L’art de l’épure est une subtilité difficile à mettre en œuvre. En situant son film à la frontière de la tranche de vie dépouillée à l’extrême de tout contexte et le road movie rédempteur laissant les âmes qui l’entreprennent se construire par leurs actions, David Michôd se frotte à l’exercice, non sans panache, mais avec une telle crainte de relever le challenge qu’il se prend les pieds dans le tapis. L’auteur exagère à tel point son envie de déconstruire ce que l’on pouvait attendre de son film, à l’image de cette bande son chaotique qui épouse longuement des séquences qui s’étirent inutilement jusqu’à ne plus rien avoir à dire, qu'il finit par anesthésier, et son spectateur, et les thématiques qu’il tente d’énoncer lorsqu’il fait enfin parler ses personnages.

> DONNÉES FOURNIES
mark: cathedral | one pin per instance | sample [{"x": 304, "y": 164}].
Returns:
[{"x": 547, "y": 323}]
==
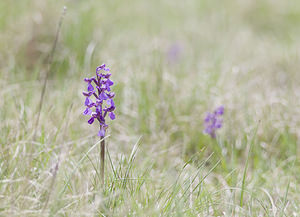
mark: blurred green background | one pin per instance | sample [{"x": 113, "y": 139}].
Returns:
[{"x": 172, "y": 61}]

> CONSIGNES
1. Comment traduire en anglais la phrase « L’art de l’épure est une subtilité difficile à mettre en œuvre. », tirée de la critique du film de David Michôd ?
2. Pouvez-vous reprendre la critique du film de David Michôd à la suite de sa dernière phrase ?
Les enregistrements n’ont aucun rôle à jouer ici.

> RÉPONSES
1. The art of paring things down is a subtlety that is hard to put into practice.

2.
Et pourtant il y a de belles qualités en action dans son dernier film, à commencer par un boulot d’ambiance assez monstrueux. La crasse ambiante investit chaque parcelle de l’image pour se déposer irrémédiablement sur la peau d'acteurs qui se départissent, petit à petit, de toutes facultés expressives, jusqu'à devenir des fantômes qui rodent dans un monde qui les a oubliés et les laisse se détruire sans prendre la peine de leur rappeler leur existence. Les actes sont pourtant immanquables, chaque balle tirée ôte la vie en même temps qu’elle brise un silence assourdissant, extirpant les tympans des survivants d’une demi-vie critique pour les rendre témoins d’une fin du monde inéluctable. Niveau mise en scène, rien à redire, David Michôd mène sa barque avec une rigueur qui force le respect.
De même qu’il parvient à tirer belle partition d’un Guy Pearce énigmatique en diable. The Rover n’est d’ailleurs jamais aussi intéressant que lorsqu’il laisse le personnage se développer, à travers quelques dialogues savoureux même si un peu trop mécaniques (le discours entre Pearce et le « policier » est à mon sens le meilleur passage du film. Quand on voit comme David Michôd parvient, en 5 minutes, à poser les premières pierres d’une mythologie si prometteuse, on attend qu’il poursuive, la bave aux lèvres).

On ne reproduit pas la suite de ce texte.